(Records)
************
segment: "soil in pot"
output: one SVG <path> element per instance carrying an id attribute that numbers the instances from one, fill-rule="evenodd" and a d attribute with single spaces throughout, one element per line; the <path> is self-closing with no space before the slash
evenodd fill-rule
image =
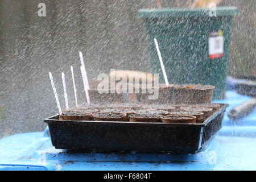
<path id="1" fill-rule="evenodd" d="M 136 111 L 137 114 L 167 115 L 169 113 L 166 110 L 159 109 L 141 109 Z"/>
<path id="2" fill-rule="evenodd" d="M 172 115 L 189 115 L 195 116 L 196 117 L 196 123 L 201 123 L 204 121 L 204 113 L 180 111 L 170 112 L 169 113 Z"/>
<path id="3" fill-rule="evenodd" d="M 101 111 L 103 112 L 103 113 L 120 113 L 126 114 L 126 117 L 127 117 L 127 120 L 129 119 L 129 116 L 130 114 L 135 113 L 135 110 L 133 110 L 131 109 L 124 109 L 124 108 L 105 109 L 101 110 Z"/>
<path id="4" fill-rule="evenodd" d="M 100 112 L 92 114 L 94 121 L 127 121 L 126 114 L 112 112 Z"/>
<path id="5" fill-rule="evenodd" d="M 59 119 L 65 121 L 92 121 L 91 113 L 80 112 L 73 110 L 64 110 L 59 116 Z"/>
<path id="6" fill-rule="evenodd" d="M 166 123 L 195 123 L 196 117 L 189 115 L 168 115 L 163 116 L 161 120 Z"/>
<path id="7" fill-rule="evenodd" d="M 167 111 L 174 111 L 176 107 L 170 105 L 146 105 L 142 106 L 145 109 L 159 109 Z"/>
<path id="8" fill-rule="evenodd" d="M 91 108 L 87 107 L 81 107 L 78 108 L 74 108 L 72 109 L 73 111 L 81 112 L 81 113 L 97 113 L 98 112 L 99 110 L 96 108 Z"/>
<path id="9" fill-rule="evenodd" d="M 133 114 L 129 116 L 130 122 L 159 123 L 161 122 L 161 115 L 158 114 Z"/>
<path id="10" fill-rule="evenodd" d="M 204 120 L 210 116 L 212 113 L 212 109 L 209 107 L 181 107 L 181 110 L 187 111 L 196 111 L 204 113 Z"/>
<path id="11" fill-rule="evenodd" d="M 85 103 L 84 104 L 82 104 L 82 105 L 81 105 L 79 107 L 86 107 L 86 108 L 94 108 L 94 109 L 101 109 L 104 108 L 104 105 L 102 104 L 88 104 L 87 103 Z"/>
************
• **WRITTEN EXERCISE**:
Reproduce the listing above with "soil in pot" changed to "potting mix" and everything else left as it is, omitting the pictures.

• **TASK ANSWER**:
segment: "potting mix"
output: one SVG <path> element per instance carrying an id attribute that numbers the instances from one, fill-rule="evenodd" and a d attribute with single spaces throughout, one element per line; the <path> is self-closing with no space before the slash
evenodd fill-rule
image =
<path id="1" fill-rule="evenodd" d="M 136 111 L 137 114 L 167 115 L 169 113 L 166 110 L 159 109 L 141 109 Z"/>
<path id="2" fill-rule="evenodd" d="M 172 115 L 189 115 L 195 116 L 196 117 L 196 123 L 201 123 L 204 121 L 204 113 L 180 111 L 170 112 L 169 113 Z"/>
<path id="3" fill-rule="evenodd" d="M 101 111 L 103 112 L 103 113 L 120 113 L 126 114 L 126 117 L 127 117 L 127 120 L 129 119 L 129 116 L 130 114 L 135 113 L 135 110 L 133 110 L 131 109 L 124 109 L 124 108 L 105 109 L 101 110 Z"/>
<path id="4" fill-rule="evenodd" d="M 100 112 L 92 114 L 94 121 L 127 121 L 126 114 L 112 112 Z"/>
<path id="5" fill-rule="evenodd" d="M 59 119 L 65 121 L 92 121 L 91 113 L 80 112 L 73 110 L 64 110 L 59 116 Z"/>
<path id="6" fill-rule="evenodd" d="M 166 123 L 195 123 L 196 117 L 189 115 L 168 115 L 163 116 L 161 120 Z"/>
<path id="7" fill-rule="evenodd" d="M 167 111 L 174 111 L 176 107 L 170 105 L 146 105 L 142 106 L 145 109 L 159 109 Z"/>
<path id="8" fill-rule="evenodd" d="M 91 108 L 87 107 L 81 107 L 78 108 L 74 108 L 72 109 L 73 111 L 81 112 L 81 113 L 97 113 L 98 112 L 99 110 L 96 108 Z"/>
<path id="9" fill-rule="evenodd" d="M 133 114 L 129 116 L 130 122 L 159 123 L 161 122 L 161 115 L 158 114 Z"/>
<path id="10" fill-rule="evenodd" d="M 204 120 L 210 116 L 212 113 L 212 109 L 209 107 L 181 107 L 181 110 L 187 111 L 196 111 L 204 113 Z"/>
<path id="11" fill-rule="evenodd" d="M 85 103 L 84 104 L 82 104 L 82 105 L 81 105 L 79 107 L 86 107 L 86 108 L 94 108 L 94 109 L 101 109 L 104 108 L 104 105 L 102 104 L 88 104 L 87 103 Z"/>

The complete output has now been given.